Collected data entries

☆ ☆ ☆

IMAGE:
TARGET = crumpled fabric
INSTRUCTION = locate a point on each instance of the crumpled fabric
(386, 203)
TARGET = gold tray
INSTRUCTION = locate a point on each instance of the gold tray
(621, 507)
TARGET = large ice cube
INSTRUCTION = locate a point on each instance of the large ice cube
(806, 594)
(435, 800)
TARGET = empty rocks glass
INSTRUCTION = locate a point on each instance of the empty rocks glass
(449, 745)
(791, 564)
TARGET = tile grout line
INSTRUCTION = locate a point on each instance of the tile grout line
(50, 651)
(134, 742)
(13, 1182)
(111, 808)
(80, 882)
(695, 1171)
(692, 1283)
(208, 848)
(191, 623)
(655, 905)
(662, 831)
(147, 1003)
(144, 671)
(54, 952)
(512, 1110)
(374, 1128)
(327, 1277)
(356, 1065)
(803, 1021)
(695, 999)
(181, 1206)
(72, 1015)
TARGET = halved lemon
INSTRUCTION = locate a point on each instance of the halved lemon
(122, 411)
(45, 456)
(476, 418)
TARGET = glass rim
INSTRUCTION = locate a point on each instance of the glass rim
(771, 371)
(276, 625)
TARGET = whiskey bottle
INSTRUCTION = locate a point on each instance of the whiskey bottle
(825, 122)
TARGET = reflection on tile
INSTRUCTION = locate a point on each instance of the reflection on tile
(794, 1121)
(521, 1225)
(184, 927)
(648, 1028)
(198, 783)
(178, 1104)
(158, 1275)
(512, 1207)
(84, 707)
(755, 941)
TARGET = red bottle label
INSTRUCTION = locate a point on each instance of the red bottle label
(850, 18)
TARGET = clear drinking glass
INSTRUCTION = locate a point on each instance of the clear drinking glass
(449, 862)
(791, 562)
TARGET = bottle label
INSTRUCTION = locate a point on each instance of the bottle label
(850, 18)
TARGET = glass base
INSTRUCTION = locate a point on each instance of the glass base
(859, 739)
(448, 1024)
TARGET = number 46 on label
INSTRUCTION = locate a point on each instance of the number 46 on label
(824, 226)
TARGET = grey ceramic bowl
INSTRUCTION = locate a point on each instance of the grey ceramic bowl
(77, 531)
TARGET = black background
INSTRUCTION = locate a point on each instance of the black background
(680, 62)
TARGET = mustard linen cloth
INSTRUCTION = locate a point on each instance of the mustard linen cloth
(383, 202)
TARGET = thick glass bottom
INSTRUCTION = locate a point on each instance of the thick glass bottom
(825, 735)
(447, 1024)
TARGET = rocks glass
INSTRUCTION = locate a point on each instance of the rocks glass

☆ ☆ ☆

Write down, word for word, the lines above from the one containing "INSTRUCTION = locate a point on each instance of the red" through the one containing "TARGET = grey ceramic bowl", both ends included.

Solution to this exercise:
INSTRUCTION = locate a point on each instance of the red bottle label
(850, 18)
TARGET = clear drinking glass
INSTRUCTION = locate a point on each instance of the clear drinking glass
(449, 862)
(791, 562)
TARGET = bottle label
INSTRUCTION = locate a point on each instance of the bottle label
(850, 18)
TARGET = glass base
INSTRUCTION = locate a point on each instance of the glass base
(859, 739)
(448, 1024)
TARGET = number 46 on label
INSTRUCTION = locate a point on each instance of the number 46 on label
(824, 226)
TARGET = grey ceramic bowl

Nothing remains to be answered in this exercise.